═════ LISTING ═════

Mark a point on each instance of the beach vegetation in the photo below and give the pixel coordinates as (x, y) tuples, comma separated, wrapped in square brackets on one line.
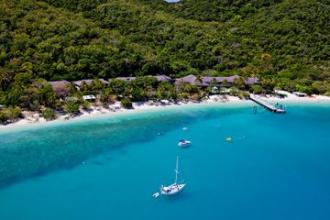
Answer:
[(48, 114), (282, 42), (10, 114), (126, 103), (72, 107)]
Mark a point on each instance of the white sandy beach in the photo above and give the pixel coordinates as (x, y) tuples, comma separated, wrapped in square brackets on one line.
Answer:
[(31, 118)]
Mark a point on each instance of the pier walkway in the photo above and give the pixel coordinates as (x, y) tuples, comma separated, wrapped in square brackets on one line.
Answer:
[(266, 105)]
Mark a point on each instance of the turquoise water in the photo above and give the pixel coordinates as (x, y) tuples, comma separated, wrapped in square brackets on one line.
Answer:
[(277, 166)]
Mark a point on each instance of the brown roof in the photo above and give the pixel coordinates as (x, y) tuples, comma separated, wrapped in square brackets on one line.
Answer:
[(61, 87), (88, 82)]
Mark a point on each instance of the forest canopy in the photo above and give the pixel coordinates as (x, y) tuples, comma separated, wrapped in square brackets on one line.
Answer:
[(284, 42)]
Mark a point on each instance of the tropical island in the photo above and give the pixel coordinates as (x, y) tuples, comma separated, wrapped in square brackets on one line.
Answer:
[(64, 57)]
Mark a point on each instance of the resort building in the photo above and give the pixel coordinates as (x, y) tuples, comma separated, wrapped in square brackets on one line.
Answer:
[(127, 79), (159, 78), (88, 82), (89, 97), (61, 87)]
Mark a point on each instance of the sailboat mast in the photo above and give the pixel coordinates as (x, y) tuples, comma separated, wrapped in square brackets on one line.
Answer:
[(177, 170)]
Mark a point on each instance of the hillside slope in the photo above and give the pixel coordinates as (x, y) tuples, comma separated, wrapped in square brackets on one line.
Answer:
[(279, 40)]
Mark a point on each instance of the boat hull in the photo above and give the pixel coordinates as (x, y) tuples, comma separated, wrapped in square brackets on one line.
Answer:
[(172, 189)]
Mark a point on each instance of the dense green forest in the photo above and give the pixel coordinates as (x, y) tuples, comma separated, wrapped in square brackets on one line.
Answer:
[(284, 42)]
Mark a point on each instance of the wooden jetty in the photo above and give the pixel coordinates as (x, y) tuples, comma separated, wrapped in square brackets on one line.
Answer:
[(267, 105)]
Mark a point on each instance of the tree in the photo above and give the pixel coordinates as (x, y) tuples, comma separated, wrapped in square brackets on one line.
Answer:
[(72, 107), (48, 114), (126, 103)]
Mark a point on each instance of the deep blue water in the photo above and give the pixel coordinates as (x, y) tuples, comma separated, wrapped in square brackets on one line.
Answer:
[(277, 166)]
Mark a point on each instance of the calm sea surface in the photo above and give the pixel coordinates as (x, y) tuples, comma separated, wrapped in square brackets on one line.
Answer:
[(277, 166)]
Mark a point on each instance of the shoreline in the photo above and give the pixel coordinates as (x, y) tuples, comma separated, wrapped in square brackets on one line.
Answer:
[(145, 107)]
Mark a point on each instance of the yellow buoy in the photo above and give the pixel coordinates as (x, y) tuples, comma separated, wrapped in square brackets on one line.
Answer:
[(229, 139)]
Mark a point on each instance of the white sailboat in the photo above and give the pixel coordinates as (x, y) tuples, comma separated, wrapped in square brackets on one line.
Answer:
[(175, 187)]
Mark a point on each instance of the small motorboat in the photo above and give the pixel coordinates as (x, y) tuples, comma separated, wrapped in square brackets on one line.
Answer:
[(229, 139), (156, 195), (172, 189), (184, 143)]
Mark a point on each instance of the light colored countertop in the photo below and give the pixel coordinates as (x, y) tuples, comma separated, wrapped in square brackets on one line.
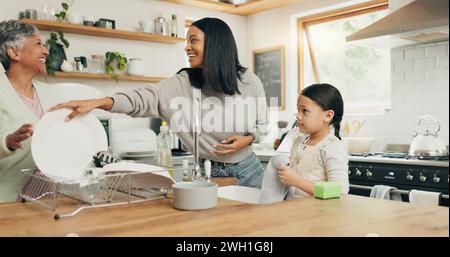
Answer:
[(348, 216), (266, 155)]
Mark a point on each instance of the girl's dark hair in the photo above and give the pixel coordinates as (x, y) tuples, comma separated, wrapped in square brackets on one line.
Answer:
[(328, 98), (221, 69)]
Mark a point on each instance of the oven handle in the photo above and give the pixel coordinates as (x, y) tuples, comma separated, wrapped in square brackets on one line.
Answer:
[(403, 192)]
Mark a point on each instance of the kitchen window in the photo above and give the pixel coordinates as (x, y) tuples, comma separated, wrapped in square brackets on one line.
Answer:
[(361, 73)]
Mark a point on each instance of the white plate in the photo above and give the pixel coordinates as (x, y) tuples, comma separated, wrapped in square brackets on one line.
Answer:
[(63, 150)]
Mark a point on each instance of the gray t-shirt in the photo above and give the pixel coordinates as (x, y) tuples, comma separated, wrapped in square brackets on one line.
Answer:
[(222, 115)]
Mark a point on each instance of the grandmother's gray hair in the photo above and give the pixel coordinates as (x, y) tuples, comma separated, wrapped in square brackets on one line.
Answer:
[(12, 34)]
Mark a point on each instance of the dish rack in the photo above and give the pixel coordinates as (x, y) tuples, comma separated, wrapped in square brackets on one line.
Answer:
[(105, 190)]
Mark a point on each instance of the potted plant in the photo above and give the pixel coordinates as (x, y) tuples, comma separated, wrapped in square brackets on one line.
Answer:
[(62, 15), (115, 63), (56, 44)]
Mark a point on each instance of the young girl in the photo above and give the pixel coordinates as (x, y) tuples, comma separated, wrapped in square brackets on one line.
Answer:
[(318, 156)]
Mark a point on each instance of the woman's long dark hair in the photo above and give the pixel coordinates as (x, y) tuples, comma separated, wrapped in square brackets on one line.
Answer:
[(328, 98), (221, 69)]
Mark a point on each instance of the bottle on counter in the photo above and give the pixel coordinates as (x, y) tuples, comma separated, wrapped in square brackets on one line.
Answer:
[(208, 170), (174, 26), (164, 153)]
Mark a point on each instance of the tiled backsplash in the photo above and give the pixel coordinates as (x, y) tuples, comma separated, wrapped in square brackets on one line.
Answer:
[(420, 85)]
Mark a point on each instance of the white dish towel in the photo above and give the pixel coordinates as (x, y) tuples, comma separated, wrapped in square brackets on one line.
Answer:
[(424, 197)]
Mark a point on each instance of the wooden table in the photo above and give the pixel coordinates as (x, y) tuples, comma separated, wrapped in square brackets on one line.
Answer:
[(348, 216)]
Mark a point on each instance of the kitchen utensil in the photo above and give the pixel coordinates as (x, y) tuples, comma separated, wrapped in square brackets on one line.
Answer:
[(198, 195), (80, 63), (132, 140), (427, 143), (63, 150), (103, 158)]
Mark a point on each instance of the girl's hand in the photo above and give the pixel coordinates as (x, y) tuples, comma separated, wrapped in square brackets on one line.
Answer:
[(289, 177), (233, 144), (84, 106), (14, 140)]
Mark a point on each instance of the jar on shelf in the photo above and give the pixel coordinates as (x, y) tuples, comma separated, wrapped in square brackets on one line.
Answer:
[(136, 67), (97, 64)]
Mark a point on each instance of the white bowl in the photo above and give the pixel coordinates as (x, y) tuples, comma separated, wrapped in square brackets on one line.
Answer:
[(358, 144), (194, 195)]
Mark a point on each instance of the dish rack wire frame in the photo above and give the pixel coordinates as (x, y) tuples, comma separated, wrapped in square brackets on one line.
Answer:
[(104, 192)]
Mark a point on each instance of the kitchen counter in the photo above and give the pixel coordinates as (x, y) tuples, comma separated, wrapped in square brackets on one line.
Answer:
[(347, 216), (266, 155)]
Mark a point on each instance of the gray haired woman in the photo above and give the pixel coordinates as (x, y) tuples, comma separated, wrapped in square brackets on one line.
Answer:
[(22, 101)]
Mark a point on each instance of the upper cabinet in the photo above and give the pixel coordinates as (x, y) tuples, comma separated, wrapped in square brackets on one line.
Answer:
[(103, 32), (248, 7)]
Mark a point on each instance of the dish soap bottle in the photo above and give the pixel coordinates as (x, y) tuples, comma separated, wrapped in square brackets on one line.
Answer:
[(174, 26), (164, 154)]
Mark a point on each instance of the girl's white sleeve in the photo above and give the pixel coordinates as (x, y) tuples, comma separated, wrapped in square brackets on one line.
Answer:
[(335, 159), (4, 151)]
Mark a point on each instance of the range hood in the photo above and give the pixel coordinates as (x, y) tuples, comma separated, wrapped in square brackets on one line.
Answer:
[(421, 21)]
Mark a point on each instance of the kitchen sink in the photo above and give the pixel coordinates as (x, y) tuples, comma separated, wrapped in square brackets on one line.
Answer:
[(240, 194)]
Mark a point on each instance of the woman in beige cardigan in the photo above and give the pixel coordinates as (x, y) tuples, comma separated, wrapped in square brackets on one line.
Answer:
[(22, 101)]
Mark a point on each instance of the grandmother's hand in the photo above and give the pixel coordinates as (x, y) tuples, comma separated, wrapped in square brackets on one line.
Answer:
[(14, 140), (233, 144), (84, 106)]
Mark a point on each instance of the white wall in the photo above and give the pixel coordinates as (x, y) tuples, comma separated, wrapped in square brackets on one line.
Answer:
[(419, 82), (161, 60)]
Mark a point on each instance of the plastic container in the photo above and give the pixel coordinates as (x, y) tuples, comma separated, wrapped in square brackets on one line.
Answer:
[(194, 195)]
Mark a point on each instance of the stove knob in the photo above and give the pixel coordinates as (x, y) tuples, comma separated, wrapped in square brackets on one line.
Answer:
[(423, 178), (409, 177), (436, 179)]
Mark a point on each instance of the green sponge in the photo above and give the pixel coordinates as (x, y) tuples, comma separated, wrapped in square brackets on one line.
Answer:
[(327, 190)]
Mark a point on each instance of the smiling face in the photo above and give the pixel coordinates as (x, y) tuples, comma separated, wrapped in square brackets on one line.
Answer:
[(195, 47), (311, 118), (31, 56)]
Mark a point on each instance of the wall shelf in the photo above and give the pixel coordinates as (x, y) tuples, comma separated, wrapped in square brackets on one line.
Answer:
[(102, 32), (249, 8), (81, 75)]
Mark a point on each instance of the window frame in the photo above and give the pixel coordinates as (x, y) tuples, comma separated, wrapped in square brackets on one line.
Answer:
[(303, 24)]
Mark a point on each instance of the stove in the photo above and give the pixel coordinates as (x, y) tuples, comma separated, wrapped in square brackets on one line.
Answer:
[(399, 170)]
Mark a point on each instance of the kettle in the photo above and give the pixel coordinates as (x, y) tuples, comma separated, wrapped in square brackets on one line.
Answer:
[(427, 143)]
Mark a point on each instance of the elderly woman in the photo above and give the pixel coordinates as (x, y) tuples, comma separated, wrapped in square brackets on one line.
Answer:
[(22, 101)]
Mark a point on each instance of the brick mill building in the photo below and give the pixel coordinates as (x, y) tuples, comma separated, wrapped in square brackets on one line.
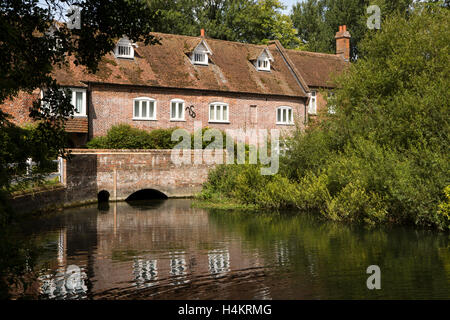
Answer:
[(223, 84)]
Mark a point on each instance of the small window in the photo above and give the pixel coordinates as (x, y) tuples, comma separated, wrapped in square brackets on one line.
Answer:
[(144, 109), (313, 103), (177, 110), (124, 49), (331, 105), (200, 54), (79, 101), (218, 112), (285, 115), (200, 57), (264, 64)]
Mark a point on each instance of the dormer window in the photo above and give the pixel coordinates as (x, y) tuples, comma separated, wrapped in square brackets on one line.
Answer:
[(200, 54), (124, 49), (200, 58), (262, 63)]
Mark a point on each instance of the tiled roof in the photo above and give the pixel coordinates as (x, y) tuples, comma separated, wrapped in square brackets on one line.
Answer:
[(317, 69), (230, 68)]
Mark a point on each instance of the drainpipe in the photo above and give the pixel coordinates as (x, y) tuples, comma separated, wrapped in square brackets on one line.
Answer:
[(115, 184)]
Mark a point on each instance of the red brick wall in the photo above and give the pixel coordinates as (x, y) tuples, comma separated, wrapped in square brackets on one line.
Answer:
[(19, 108), (114, 105), (110, 105), (91, 171)]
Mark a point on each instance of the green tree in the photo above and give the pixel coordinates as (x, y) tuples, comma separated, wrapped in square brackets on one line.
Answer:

═════

:: OBJECTIVE ::
Please copy the records between the line holding "Mark a point on each instance of the girl's hand" and the line holding "[(358, 144), (194, 195)]", inclusive, reproducing each line as it stands.

:: COMPLETE OUTPUT ::
Mark a point on each instance of the girl's hand in the photo above and give the pixel coordinates as (x, y) tuples, comma separated, wrapped in square brackets on one line.
Answer:
[(289, 177), (233, 144), (84, 106), (14, 140)]
Mark a point on each instance of the jar on shelf in the photo above and give the pixel coordinates as (x, y) tuples, comma separated, wrapped in square brackets on one line.
Answer:
[(136, 67), (97, 64)]
Mark a point on each instance of the white bowl in the photo above and give the pixel coordinates as (x, y) tuples, comma separated, wrapped in square brackets on one line.
Answer:
[(358, 144), (194, 195)]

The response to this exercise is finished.